*Things to do*:
**1)** List every place named in the International Nurses Day post.
**2)** According to the International Nurses Day post, what percentage of Americans rate the ethical and honesty standards of nurses as "very high/ high"?
**3)** Carry the International Nurses Day post forward from its last sentence.

*Selected passage*:
Friday, May 10, 2013

International Nurses Day!

The Nursing Bridge Program asked Maryanne and I to write an article on what International Nursing Day means to us. Below is what we came up with. Enjoy!...

Every year on nurses day, we as nurses, take time to reflect on how proud we are to have chosen the nursing field. We reflect on the incredible importance nursing is as a profession. In the United States, nursing routinely tops the Gallop poll of "Most Trusted Profession" with 85% of Americans rating the ethical and honesty standards of a nurses at "very high/ high". These standards continue to amaze us. It's such a unique profession with so many different roles which has a universal acknowledgement for being so "noble."
   
We have spent countless hours listening to our friends and pondering their stories of nursing across the spectrum. We heard the stories of a neonatal ICU nurse after she described the experiences of helping a mother rock her dying baby for the last time. We have beamed with pride as a friend told us the signs and symptoms she recognized when her patient was having a heart attack, and assisted in getting him immediate and lifesaving treatment. It's not an uncommon site to see a coworker braid a patients hair and massage her hands through a chemotherapy infusion despite her heavy workload because she wanted to calm the patent's nerves. And most recently, we fought back tears as we walked around a crowded unit at Dhaka Medical College Hospital and witnessed the nurses comfort the victims from the recent factory collapse in Savar.

Saved entries
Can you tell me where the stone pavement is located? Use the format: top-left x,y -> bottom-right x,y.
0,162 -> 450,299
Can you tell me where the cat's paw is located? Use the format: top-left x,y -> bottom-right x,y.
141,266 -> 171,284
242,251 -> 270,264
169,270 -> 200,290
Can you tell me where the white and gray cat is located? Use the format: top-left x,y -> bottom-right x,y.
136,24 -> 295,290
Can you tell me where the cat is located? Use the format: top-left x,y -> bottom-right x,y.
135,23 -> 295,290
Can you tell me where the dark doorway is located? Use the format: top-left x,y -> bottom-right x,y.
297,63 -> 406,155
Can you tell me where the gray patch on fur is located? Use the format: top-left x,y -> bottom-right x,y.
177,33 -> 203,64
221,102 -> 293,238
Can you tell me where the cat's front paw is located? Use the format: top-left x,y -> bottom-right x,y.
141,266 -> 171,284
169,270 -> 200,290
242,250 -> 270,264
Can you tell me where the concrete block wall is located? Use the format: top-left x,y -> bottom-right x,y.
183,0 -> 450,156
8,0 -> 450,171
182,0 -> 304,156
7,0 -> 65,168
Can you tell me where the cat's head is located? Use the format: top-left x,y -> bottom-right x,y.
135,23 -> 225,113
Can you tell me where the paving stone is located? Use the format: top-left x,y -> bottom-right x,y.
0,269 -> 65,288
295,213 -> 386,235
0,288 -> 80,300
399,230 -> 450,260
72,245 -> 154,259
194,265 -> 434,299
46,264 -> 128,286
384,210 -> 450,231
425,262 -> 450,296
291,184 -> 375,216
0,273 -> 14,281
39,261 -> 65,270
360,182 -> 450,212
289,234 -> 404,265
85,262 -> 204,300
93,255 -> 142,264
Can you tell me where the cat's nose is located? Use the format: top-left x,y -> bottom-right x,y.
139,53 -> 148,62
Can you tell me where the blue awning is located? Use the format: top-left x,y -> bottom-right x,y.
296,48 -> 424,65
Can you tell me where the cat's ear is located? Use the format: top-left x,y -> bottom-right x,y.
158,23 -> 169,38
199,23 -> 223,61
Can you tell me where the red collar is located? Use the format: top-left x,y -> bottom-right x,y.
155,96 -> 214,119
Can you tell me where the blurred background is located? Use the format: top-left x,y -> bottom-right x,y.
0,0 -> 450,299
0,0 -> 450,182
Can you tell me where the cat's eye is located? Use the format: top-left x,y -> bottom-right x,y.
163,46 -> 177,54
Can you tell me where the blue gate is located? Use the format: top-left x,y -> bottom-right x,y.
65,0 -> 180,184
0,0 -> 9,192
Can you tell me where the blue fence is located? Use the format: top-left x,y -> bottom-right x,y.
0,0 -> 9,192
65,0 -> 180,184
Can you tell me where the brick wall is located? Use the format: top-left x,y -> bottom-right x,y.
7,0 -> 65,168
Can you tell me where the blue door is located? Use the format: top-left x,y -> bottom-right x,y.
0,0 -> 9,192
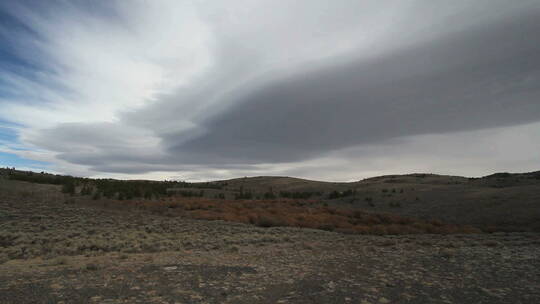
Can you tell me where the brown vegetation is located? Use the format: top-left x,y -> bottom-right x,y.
101,198 -> 480,235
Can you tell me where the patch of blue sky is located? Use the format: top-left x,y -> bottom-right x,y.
0,120 -> 49,169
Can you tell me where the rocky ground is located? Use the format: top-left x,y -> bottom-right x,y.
0,179 -> 540,303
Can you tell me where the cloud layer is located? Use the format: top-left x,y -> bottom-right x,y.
0,0 -> 540,180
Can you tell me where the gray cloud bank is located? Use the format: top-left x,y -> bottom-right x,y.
14,1 -> 540,178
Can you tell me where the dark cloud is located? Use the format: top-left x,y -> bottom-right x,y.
5,0 -> 540,180
171,11 -> 540,163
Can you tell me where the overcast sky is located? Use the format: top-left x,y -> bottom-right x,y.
0,0 -> 540,181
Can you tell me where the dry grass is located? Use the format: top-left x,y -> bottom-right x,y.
98,198 -> 480,235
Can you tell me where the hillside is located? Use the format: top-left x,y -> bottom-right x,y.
0,169 -> 540,231
0,170 -> 540,304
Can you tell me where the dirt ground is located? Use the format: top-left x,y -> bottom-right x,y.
0,180 -> 540,304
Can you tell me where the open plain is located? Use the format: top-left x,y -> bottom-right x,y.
0,176 -> 540,304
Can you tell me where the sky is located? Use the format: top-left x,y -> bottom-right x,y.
0,0 -> 540,181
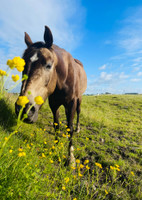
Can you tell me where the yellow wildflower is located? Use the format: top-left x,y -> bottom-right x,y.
76,159 -> 80,164
18,148 -> 23,151
78,173 -> 83,177
18,152 -> 26,157
95,163 -> 102,169
12,75 -> 20,82
115,164 -> 120,168
105,190 -> 108,195
62,133 -> 66,137
80,164 -> 84,169
0,69 -> 6,76
131,171 -> 135,176
62,186 -> 66,190
86,165 -> 90,170
54,122 -> 58,126
64,177 -> 70,183
84,160 -> 89,165
42,153 -> 46,158
17,96 -> 29,107
34,96 -> 44,105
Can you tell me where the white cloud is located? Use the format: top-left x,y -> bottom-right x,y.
118,7 -> 142,52
130,78 -> 141,82
137,72 -> 142,76
99,64 -> 106,70
0,0 -> 85,65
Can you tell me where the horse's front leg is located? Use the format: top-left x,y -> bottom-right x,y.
66,99 -> 76,167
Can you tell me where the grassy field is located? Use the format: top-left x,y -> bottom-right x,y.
0,94 -> 142,200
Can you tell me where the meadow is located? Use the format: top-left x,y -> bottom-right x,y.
0,93 -> 142,200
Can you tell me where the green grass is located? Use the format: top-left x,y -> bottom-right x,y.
0,94 -> 142,200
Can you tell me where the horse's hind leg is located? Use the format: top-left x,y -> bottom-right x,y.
65,99 -> 77,167
76,99 -> 81,133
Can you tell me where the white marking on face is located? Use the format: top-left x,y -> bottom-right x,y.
30,53 -> 38,62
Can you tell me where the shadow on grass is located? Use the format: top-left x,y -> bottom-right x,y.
0,99 -> 17,131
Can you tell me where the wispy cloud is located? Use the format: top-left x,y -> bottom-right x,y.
0,0 -> 85,65
99,64 -> 107,70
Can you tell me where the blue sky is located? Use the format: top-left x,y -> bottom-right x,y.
0,0 -> 142,94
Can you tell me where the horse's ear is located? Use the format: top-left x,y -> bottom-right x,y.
44,26 -> 53,48
25,32 -> 33,47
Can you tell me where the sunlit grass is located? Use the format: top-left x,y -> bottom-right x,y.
0,94 -> 142,200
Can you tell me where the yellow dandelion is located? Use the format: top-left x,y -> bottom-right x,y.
18,148 -> 23,151
95,163 -> 102,169
62,133 -> 66,137
54,122 -> 58,126
131,171 -> 135,176
64,177 -> 70,183
17,96 -> 29,107
80,164 -> 84,169
105,190 -> 108,195
115,164 -> 120,168
34,96 -> 44,105
12,75 -> 20,82
84,160 -> 89,165
76,159 -> 80,164
78,173 -> 83,177
110,166 -> 115,170
62,186 -> 66,190
86,165 -> 90,170
0,69 -> 6,76
41,153 -> 46,158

*Answer list*:
**1)**
- United States
- Dhaka Medical College Hospital
- Savar

**2)** 85%

**3)**
 Nursing continues to be a profession that while growing and changing, remains to be a necessity for improved outcomes in patient safety. We were chosen by Massachusetts General Hospital through a Global Health Care fellowship to promote, encourage and educate nursing with the eventual goal of opening a Bone Marrow Transplant Unit. While coming here with the primary goal of teaching, we find ourselves learning from the nurses just as much as we hope they learn from us.

At a recent class at Dhaka Medical College we asked the nurses what drew them into the nursing profession. Each and every single nurse told us through their native language, "I chose to be a nurse because it is the work of the heart". Fortunately, it was a sentence we could understand without the use of an interpreter.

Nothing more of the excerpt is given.